[Records from a data collection]
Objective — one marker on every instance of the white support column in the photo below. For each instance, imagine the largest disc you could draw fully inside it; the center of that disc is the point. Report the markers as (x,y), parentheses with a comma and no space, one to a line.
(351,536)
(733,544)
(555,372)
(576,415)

**What the task asks**
The full set of entries above should be given again exactly.

**Solved exercise**
Objective — one marker on every instance of the white support column in the photo below. For each instance, imagine the largest disc you could draw fully inside it; the center of that disc is the point. Report the markers as (x,y), parentheses with a comma and no space, one to a line.
(351,536)
(733,544)
(555,372)
(576,415)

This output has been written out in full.